**EXTRACTED TEXT**
################

Yes. So if I remove all my permissions from my users, it sounds like I would be doing some protection, but a lot of this is client side. You won't need any permissions to install or? So the question was if I remove all my permissions from users, a lot of this sounds like client side, you don't need permission to install essentially, how effective would that be? So specifically with the GPO control is how I'd recommend controlling this for users. The GPO that they provide for Google allows you to control extensions themselves, so you, by
controlling the extension and what can be installed as an extension. You essentially prevent the installation method of the threat actor. So if they can't put their extension on your workstation, they never gain access. This relies on that extension piece. So that's the one control that I would say we tested extensively to be effective and looked at. The question is the most secure browser, and as a vendor standing up here, I'm not gonna answer that for fear. I use Chrome, I love Chrome. I don't know if that means it's the most secure. I do dumb things just like every user of a computer. Any other questions?

################

[Dataset items]

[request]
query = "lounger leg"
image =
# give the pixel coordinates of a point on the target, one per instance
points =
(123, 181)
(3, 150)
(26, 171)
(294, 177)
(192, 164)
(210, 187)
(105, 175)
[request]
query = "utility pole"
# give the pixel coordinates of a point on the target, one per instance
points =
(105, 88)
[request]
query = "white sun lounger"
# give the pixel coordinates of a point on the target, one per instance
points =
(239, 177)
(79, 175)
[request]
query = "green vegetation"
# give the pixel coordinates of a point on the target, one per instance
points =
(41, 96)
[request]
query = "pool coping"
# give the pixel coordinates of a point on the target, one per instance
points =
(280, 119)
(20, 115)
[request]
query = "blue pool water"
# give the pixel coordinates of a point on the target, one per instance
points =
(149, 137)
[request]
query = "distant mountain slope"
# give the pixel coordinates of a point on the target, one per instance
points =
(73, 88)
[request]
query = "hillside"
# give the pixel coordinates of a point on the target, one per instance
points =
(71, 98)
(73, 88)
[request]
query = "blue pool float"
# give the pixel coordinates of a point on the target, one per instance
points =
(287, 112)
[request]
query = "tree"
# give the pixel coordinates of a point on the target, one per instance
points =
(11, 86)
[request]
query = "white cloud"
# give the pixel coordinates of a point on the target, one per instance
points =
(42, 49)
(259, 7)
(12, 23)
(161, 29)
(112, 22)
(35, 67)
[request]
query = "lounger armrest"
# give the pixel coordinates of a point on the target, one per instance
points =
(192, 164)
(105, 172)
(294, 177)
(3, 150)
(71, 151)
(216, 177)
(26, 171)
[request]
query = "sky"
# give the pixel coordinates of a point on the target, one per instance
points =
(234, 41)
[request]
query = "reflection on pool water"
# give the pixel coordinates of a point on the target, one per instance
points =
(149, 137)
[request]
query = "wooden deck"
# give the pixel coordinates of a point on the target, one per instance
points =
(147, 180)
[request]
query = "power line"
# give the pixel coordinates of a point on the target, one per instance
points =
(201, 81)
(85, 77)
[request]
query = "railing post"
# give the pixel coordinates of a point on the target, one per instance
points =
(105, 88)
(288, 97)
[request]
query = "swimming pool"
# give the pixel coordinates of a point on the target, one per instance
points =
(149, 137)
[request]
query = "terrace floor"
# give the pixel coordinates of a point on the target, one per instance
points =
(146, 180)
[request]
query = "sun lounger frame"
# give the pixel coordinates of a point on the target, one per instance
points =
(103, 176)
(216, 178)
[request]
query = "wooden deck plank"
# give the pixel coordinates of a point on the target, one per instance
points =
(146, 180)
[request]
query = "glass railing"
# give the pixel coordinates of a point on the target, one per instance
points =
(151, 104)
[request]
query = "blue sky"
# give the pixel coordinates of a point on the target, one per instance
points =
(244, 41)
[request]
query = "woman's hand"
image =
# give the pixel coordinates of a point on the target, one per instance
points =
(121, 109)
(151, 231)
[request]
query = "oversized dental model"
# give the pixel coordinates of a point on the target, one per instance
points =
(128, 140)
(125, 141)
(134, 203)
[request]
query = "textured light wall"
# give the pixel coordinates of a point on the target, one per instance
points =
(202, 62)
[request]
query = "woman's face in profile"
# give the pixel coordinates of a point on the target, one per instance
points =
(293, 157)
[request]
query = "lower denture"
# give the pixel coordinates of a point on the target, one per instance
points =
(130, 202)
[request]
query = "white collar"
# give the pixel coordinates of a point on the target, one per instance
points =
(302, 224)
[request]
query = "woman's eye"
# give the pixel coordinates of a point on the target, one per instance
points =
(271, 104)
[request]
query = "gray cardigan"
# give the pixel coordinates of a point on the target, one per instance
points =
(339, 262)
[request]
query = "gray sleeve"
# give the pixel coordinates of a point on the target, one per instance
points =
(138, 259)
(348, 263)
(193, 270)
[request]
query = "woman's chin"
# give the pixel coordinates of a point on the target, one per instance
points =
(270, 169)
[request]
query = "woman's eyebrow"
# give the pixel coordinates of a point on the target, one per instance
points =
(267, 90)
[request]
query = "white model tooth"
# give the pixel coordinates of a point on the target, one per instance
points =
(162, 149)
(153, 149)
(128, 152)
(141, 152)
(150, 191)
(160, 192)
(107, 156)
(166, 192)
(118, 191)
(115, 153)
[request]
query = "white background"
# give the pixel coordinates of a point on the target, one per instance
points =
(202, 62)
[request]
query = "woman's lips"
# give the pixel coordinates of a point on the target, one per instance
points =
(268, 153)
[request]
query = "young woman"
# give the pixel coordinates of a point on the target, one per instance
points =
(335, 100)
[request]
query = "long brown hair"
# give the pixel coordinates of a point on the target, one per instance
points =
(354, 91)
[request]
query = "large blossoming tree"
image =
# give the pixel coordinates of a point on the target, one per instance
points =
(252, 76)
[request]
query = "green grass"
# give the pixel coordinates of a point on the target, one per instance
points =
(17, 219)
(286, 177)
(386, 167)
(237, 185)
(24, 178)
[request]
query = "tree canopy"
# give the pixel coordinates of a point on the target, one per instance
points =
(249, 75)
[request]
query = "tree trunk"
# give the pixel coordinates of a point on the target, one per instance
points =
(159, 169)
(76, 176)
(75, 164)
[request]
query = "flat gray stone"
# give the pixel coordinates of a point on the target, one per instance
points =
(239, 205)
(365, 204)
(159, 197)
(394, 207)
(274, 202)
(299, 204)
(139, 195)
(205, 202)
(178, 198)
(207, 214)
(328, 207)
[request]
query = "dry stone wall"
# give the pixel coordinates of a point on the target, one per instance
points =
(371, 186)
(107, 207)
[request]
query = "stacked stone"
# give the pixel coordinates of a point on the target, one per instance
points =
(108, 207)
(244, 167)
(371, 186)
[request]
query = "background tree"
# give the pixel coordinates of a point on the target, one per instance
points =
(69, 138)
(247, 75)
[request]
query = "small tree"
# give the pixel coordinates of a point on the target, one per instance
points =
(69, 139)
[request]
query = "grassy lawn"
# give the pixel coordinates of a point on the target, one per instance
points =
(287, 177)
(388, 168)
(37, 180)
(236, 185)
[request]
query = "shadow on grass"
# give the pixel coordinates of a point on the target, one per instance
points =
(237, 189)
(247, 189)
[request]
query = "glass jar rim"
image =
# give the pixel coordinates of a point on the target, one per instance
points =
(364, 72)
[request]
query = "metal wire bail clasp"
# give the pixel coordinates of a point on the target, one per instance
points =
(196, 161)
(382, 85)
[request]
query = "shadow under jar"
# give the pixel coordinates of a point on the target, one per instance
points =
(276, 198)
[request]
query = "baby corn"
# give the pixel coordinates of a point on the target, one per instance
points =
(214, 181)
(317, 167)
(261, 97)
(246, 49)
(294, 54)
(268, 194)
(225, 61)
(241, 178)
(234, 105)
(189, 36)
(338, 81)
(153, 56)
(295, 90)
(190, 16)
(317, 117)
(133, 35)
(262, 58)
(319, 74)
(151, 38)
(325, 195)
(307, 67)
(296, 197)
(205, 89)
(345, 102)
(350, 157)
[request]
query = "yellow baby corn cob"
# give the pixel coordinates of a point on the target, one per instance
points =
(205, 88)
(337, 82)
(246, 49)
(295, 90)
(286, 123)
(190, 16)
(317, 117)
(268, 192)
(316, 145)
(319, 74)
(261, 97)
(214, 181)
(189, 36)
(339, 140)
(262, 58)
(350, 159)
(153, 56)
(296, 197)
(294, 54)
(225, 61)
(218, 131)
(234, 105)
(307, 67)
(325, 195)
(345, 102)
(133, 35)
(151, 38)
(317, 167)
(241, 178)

################

**EXERCISE BRIEF**
Extend the Q&A transcript on blocking malicious browser extensions, picking up after its final sentence.

**FINAL ANSWER**
The question was, is there a good whitelist out there for known good extensions? To my knowledge, I did not find one when researching it. I think every enterprise has done their own work. Some enterprises have done their own work in this sector and built some of these, but they're not overly public. I think at the end of the day, it's gonna have to baseline partially based on the business because different Chrome extensions do enable different business units. There might be ones specific for hospitals or doctors or medical professionals that people do find useful. It's a great question. I wish there was more of an answer there and I wish there was more whitelists available online honestly. Would it be a good area for research follow on to start building
a trusted whitelist? On the Chrome web store they actually do point out that certain ones are made by Google. So I figure you could probably trust those ones uploaded by Google to the Google store. A lot of the extensions will say who they're offered by like a developer or something so you can kind of go by that. As far as I know, there's no like white list out there. Feel free to make one. Put it on GitHub, everyone can use it. I think it's great. All right. Well, thank you, Spencer and Justin. I really appreciated it.